■ **Data listing**:
● ● ●

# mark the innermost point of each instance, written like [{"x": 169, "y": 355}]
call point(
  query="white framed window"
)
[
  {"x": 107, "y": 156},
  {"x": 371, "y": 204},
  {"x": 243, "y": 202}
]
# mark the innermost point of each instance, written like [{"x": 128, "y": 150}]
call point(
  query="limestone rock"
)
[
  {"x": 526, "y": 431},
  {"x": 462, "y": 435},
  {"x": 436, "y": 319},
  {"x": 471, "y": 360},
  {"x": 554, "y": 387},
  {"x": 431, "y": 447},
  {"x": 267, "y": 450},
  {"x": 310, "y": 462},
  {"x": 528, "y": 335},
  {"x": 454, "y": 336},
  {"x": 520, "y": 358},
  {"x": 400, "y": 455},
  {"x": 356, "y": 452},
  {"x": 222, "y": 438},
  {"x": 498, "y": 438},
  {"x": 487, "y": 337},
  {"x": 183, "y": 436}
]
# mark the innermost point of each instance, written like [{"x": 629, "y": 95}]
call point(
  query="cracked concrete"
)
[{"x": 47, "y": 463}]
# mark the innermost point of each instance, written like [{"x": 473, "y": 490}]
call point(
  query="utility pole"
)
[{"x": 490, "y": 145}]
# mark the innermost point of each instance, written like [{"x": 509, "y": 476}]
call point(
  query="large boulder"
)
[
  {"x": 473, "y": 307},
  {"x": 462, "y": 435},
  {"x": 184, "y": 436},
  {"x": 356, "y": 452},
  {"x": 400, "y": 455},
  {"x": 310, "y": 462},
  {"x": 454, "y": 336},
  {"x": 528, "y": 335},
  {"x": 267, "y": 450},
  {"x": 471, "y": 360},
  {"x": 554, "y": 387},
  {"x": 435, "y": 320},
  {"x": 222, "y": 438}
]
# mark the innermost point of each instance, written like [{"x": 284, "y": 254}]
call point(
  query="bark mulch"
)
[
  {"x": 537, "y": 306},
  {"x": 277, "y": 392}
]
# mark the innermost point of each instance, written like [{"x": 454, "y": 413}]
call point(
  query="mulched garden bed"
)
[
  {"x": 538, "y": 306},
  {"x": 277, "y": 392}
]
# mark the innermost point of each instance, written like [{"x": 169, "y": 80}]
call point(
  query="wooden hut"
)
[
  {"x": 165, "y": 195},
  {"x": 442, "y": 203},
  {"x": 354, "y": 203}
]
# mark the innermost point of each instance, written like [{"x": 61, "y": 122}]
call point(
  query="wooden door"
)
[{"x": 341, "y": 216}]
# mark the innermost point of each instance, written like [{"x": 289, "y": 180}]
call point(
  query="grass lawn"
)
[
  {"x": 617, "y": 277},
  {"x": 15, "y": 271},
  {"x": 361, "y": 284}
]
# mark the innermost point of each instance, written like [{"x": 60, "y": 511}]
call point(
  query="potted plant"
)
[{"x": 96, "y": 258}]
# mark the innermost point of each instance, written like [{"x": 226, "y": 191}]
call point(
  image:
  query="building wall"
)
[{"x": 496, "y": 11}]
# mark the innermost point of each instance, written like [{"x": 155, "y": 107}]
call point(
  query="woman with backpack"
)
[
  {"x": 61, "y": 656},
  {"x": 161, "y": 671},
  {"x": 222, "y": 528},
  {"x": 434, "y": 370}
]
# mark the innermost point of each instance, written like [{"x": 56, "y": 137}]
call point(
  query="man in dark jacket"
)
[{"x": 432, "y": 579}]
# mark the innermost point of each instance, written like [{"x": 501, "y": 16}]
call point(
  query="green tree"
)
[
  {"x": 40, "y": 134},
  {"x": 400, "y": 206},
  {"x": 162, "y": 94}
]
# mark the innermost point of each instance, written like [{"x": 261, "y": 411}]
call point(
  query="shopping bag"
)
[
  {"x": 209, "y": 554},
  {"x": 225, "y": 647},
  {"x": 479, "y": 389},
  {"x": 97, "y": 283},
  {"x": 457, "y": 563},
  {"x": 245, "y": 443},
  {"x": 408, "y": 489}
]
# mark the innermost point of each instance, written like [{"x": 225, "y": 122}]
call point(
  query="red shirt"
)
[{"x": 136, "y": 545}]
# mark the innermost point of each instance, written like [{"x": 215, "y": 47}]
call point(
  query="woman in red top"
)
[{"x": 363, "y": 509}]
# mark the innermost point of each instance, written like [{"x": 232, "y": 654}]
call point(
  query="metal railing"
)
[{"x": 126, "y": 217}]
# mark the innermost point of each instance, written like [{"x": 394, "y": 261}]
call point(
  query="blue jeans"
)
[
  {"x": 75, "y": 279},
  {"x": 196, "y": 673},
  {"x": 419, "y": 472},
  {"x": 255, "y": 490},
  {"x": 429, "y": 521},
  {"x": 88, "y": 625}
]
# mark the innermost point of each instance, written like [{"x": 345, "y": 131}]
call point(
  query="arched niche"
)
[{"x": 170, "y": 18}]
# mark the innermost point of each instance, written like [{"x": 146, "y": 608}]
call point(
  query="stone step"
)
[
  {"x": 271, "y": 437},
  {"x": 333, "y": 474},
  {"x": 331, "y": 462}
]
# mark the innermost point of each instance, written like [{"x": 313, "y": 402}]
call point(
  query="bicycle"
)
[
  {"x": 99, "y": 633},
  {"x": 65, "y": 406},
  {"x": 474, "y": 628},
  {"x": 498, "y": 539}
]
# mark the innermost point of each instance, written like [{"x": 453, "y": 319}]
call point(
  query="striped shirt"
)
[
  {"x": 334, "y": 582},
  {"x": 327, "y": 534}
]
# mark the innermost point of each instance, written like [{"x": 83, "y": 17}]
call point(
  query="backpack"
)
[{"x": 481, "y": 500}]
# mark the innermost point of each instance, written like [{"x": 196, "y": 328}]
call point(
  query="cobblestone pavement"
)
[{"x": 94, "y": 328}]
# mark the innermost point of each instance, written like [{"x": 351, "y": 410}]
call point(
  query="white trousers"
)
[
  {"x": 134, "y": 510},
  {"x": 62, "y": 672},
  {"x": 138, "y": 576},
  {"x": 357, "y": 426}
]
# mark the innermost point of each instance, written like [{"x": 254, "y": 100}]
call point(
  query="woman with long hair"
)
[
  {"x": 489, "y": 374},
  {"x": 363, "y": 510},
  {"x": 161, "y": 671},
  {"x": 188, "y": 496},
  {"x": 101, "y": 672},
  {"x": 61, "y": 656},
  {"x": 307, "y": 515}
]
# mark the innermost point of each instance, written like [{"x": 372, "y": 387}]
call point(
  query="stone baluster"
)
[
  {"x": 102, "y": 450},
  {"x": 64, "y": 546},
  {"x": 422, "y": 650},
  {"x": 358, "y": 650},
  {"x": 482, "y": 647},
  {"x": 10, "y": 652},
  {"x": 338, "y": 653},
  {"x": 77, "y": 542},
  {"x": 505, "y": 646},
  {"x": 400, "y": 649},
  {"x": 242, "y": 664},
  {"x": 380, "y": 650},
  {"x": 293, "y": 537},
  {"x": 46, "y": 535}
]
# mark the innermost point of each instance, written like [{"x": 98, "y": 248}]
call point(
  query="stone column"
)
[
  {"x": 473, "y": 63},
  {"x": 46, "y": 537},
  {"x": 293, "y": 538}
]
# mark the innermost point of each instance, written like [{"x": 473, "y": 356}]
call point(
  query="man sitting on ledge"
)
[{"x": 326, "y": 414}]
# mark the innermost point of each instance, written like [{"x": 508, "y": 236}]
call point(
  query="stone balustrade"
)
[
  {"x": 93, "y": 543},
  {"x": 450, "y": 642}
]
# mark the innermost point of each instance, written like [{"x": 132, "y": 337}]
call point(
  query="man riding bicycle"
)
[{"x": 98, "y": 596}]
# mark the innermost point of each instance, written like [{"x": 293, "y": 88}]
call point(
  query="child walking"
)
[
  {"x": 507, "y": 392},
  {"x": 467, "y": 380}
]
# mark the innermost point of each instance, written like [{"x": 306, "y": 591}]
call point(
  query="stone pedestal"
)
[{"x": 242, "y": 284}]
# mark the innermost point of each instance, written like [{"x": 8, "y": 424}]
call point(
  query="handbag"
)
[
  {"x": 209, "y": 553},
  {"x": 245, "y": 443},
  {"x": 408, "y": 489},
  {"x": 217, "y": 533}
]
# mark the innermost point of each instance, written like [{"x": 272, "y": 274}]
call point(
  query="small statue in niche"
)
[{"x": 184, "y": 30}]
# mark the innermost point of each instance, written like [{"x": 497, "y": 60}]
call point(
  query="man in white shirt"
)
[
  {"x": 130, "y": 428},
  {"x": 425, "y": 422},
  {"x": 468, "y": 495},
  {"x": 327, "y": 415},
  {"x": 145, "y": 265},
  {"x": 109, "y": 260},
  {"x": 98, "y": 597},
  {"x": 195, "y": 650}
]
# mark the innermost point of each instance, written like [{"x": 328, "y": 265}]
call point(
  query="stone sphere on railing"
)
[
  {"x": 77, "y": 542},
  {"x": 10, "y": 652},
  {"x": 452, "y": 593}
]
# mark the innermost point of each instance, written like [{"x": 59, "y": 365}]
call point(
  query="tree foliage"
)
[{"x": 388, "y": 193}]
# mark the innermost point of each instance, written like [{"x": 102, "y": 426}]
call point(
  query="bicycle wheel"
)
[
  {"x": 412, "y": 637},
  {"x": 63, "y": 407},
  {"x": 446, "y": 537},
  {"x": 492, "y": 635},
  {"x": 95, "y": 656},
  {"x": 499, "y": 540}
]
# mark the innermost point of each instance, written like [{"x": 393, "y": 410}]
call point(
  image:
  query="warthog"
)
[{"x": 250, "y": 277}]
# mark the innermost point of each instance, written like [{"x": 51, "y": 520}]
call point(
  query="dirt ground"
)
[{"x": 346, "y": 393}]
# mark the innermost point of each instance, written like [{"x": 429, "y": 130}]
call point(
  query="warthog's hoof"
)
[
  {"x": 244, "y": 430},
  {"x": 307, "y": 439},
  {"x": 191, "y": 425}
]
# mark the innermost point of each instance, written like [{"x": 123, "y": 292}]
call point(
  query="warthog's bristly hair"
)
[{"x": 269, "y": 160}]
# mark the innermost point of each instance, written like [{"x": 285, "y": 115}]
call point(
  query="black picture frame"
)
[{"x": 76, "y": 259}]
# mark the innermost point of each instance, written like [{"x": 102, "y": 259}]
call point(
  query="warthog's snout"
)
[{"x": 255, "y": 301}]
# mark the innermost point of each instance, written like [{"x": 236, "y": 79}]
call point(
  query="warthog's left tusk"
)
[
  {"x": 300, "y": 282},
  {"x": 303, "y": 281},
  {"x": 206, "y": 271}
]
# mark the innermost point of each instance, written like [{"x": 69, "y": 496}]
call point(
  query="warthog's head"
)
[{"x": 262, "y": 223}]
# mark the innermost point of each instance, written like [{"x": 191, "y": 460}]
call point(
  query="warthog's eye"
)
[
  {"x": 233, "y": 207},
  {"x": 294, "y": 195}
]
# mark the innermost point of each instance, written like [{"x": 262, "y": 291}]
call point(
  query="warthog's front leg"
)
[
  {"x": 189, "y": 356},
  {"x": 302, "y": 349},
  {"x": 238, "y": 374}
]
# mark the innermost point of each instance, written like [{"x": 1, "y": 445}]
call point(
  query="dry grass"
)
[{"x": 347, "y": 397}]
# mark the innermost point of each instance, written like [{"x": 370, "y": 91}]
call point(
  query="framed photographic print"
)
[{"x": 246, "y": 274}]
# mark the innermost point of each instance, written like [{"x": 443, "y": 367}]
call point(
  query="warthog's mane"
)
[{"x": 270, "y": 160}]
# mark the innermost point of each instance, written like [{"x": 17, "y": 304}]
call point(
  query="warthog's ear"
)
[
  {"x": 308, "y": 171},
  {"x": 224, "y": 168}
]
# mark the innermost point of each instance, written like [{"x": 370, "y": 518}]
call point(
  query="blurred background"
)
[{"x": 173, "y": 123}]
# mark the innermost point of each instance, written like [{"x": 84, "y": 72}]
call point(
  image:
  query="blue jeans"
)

● ● ●

■ **Work required**: Identify each line of the material above that contains the string "backpack" and reproduce every such line in full.

■ **Answer below**:
  query="woman with backpack"
  query="backpack"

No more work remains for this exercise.